= Aim of the exercise =
Reproduce verbatim the lines of the entries below, starting with the line that contains "Task: point to each instance of the wet" and continuing through the last line of the entries.

= Listed records =
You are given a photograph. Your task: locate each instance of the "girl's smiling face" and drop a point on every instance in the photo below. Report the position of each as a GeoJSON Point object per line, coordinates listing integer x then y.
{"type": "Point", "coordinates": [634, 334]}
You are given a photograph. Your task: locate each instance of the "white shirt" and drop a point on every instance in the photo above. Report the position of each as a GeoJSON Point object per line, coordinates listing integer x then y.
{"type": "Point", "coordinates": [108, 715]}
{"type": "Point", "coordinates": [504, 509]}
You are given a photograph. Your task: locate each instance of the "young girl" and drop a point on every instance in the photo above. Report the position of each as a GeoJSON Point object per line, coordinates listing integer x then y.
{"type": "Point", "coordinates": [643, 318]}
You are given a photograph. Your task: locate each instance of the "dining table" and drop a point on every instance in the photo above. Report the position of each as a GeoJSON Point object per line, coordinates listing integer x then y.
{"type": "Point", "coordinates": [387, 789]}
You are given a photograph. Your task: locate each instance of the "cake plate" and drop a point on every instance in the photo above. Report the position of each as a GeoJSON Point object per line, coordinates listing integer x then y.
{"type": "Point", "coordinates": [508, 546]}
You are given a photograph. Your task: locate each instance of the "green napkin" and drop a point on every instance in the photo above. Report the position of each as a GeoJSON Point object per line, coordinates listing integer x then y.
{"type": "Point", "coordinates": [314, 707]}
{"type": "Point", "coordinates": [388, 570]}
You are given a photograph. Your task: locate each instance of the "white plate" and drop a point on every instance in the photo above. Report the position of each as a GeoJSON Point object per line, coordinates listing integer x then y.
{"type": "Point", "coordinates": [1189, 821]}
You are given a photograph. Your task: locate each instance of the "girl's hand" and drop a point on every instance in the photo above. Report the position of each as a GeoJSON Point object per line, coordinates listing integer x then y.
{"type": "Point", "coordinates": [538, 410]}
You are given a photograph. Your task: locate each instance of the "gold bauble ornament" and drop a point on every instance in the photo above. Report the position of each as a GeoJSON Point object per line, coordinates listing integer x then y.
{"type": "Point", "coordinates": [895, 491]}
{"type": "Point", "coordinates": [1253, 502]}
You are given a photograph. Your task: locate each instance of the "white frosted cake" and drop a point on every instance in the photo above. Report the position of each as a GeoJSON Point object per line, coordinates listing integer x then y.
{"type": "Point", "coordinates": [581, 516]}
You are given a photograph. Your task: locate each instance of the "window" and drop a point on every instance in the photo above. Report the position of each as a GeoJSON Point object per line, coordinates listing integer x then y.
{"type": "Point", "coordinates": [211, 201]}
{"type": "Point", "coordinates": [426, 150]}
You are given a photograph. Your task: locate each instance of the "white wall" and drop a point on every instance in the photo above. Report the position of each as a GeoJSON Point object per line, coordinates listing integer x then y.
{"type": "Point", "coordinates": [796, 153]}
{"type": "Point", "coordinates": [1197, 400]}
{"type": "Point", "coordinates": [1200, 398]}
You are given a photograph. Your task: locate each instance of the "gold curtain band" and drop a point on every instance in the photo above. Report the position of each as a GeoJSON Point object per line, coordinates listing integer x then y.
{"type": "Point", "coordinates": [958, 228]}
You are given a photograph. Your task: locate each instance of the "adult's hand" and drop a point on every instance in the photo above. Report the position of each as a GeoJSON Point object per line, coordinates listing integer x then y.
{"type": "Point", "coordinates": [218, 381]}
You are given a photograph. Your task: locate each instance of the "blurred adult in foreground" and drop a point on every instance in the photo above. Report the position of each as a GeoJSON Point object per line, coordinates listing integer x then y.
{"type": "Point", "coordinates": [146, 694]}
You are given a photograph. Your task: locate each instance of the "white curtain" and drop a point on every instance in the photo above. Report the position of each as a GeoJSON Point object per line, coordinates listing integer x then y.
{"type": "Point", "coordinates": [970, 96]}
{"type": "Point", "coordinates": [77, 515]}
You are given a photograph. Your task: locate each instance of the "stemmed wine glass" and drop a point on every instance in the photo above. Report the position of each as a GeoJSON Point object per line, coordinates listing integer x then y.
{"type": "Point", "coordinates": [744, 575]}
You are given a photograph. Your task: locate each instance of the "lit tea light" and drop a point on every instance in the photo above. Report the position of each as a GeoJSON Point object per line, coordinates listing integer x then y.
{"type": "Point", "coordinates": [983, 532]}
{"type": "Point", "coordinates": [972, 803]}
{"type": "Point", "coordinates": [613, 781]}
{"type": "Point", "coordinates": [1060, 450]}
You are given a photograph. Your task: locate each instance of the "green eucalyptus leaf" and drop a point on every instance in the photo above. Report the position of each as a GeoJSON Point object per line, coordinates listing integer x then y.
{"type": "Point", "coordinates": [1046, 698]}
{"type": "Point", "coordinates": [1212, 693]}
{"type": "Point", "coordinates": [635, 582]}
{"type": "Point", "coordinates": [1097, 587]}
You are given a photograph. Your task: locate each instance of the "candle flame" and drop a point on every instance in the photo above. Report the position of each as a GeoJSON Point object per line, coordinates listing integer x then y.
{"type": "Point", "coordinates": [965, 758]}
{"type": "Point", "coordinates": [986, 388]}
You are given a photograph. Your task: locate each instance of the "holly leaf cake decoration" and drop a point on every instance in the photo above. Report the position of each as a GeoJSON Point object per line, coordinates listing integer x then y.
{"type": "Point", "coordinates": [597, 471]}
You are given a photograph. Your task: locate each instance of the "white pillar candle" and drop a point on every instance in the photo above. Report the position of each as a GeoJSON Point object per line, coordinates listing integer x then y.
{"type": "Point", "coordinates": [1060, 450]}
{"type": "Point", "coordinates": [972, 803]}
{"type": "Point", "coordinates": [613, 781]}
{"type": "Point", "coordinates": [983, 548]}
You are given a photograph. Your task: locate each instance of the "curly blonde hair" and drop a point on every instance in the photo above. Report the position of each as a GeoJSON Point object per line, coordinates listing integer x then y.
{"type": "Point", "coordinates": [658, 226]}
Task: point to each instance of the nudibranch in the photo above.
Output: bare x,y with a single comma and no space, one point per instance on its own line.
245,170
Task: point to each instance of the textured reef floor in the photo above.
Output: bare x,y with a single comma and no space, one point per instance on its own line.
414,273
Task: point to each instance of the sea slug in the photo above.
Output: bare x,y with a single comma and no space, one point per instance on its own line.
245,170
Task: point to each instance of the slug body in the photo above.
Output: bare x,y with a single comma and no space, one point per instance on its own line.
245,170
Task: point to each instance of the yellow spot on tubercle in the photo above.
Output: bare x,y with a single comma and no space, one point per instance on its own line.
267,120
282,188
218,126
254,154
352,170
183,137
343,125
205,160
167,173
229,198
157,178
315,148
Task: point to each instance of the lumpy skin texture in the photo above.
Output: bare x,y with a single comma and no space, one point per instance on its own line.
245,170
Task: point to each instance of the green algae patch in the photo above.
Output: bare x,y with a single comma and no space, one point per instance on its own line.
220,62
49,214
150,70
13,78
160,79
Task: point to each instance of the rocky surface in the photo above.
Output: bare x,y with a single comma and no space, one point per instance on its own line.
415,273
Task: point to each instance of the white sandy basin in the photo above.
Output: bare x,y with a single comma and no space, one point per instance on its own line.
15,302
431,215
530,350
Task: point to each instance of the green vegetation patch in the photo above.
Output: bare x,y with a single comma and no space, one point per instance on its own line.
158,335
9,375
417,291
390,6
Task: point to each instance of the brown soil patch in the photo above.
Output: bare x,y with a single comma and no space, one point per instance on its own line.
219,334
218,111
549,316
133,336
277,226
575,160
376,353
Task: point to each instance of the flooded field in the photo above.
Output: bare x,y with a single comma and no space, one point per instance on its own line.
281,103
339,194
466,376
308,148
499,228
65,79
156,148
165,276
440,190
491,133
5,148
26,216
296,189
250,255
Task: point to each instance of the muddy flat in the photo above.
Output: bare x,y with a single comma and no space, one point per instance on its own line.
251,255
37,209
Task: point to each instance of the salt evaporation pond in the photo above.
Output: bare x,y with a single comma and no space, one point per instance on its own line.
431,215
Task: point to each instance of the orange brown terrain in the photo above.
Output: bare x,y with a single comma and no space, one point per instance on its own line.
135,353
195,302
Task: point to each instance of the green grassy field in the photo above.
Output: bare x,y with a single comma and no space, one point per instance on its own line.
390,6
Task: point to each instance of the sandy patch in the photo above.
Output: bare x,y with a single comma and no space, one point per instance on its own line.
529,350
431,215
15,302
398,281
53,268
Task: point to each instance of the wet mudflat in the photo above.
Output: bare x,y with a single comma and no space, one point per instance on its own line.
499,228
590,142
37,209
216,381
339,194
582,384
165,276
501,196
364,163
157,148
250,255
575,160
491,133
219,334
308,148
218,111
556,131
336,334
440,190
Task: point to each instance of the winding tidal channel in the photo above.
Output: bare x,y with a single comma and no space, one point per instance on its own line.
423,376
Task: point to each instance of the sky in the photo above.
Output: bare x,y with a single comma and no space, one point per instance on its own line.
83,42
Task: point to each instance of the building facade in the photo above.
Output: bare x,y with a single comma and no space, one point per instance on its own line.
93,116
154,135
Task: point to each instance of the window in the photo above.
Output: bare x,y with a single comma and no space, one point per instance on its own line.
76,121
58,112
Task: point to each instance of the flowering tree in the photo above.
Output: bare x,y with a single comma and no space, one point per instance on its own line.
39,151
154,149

= The response =
Task: point to each instance of the wet mudflat in the photo above.
Output: bare x,y with a single comma and no space, one point per instance on its own line.
499,228
590,142
37,209
216,381
339,194
582,384
165,276
501,196
364,163
157,148
250,255
575,160
491,133
219,334
308,148
218,111
556,131
336,334
440,190
Task: point to each instance of the winding tidal channel in the photo above.
Output: bare x,y with a single comma and no space, one point per instance on its own line.
423,376
Task: point to each instance of the sky in the photo above.
Output: bare x,y with a single comma and no space, one point per instance on its own line.
83,42
Task: point to each instance of the building facade in the photo above.
Output: bare x,y with a single comma and no space, one point per instance on its own line.
93,116
154,135
Task: point to each instance of the window in the photo above.
Output: bare x,y with a single comma and no space, one point per instance on its own line.
76,121
58,112
Task: point to each instance of the flowering tree in the photo above.
Output: bare x,y with a single comma and no space, one point per instance on its own line.
39,151
154,149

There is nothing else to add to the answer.